As the world plunged into lockdown some months ago, perceptions of the ‘new normal’ were simply that businesses would have to ‘endure’ remote working and modified processes until further notice. However, as time has passed, we’ve begun to acknowledge that in many ways, the pandemic has advanced businesses, rather than limited them.
In just a matter of months, numerous industries and the companies within them have become the most digital, online, and weightless versions of themselves yet. It’s no longer a matter of holding the fort; rather, it is now about how to harness this new way of business and making it work on a more permanent basis.
As companies endeavour to accelerate their digital journey, containerisation has really risen to the surface. In our conversation with Jan Kunigk at Cloudera, Jan outlined how this technology can be beneficial for your data warehouse, as well as how it can lead to cloud-native flexibility. Curious to understand the wider business benefits, we drilled further into this topic with Chris Darvill, RVP, Solutions Engineering EMEA, Cloudera.
Firstly, Chris set the scene by explaining the impact of the pandemic on the uptake of containerisation. In particular, he characterises it as a byproduct of more cloud-native architectures – a principle that has become especially ubiquitous amid the COVID-19 crisis. This approach enables businesses to separate storage and compute, as well as the ability to then access compute on demand.
Chris reminds us that, during the pandemic, the way businesses interact with employees and customers has changed. To facilitate those changes, they need a lot more server power – and quickly.
Chris shares the example of grocery stores, which had to undergo a complete shift to accommodate an increase in deliveries versus people coming into stores. To meet the increase in demand, they would have to double their computation overnight, with particular regard to the data they’re holding and how much analysis they intend to do on it.
“You can’t just do that in the data centre,” Chris explains. “But that’s where containerisation, being the cornerstone of a cloud-native architecture, does make a difference.”
Rapid scaling
The grocery industry is just one of many that has experienced such a shift. Consider vendors of collaboration tools, online learning, ecommerce; many industries became subject to new, increased demand.
As Chris pointed out to us, these businesses are simply not going to get that kind of compute or computer horsepower from their data centres. That’s where technologies like containerisation come in, as they can be rapidly scaled up for use with certain types of workloads.
The benefits don’t just stop at scaling up either. “What’s really, really important is that they shrink down after you’ve consumed them,” Chris outlines. “Then that compute capability is available for other types of workloads.”

**Source material**:
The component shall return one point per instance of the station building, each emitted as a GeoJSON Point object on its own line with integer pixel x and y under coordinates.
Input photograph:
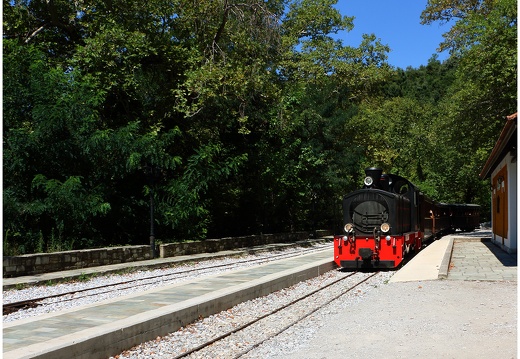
{"type": "Point", "coordinates": [501, 168]}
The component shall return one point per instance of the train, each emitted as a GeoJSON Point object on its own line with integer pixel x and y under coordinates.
{"type": "Point", "coordinates": [390, 218]}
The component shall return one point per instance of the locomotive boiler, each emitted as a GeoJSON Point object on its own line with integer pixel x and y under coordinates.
{"type": "Point", "coordinates": [389, 218]}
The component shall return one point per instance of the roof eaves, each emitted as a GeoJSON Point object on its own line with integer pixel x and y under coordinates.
{"type": "Point", "coordinates": [503, 140]}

**Brief A**:
In the article on containerization, what title does Chris Darvill hold at Cloudera?
**Brief B**:
Extend the article on containerization, picking up right after its last paragraph.

**Expected output A**:
RVP, Solutions Engineering EMEA

**Expected output B**:
In turn, workloads can scale and consume compute capacity differently, only ever using the capacity they need, when they need it. “Then, they give it up, and someone else or another workload can consume it as well. That’s key to the scalability element.”
Ensuring agility
Business demands changed as quickly as COVID-19 infection cases began to swell all over the world. However, Chris reminds us that the pandemic is just one (albeit significant) contributing factor to business’ digital transformation initiatives. Rather, it’s a big strategic transformation that encompasses ambitions such as better access to data analytics – ambitions that date back to a pre-COVID-19 era.
Chris explains that to make these initiatives possible, businesses should harness container architectures. Not only do they support that agility, but they will also give teams the flexibility to perform tasks where they most prefer. For example, people can choose to do certain data analysis on certain information in a certain location, or even build a machine learning model in an area of their choice.
Getting started
Chris made quite a case for containerisation, but for those who haven’t yet tapped into it, how can they best get started?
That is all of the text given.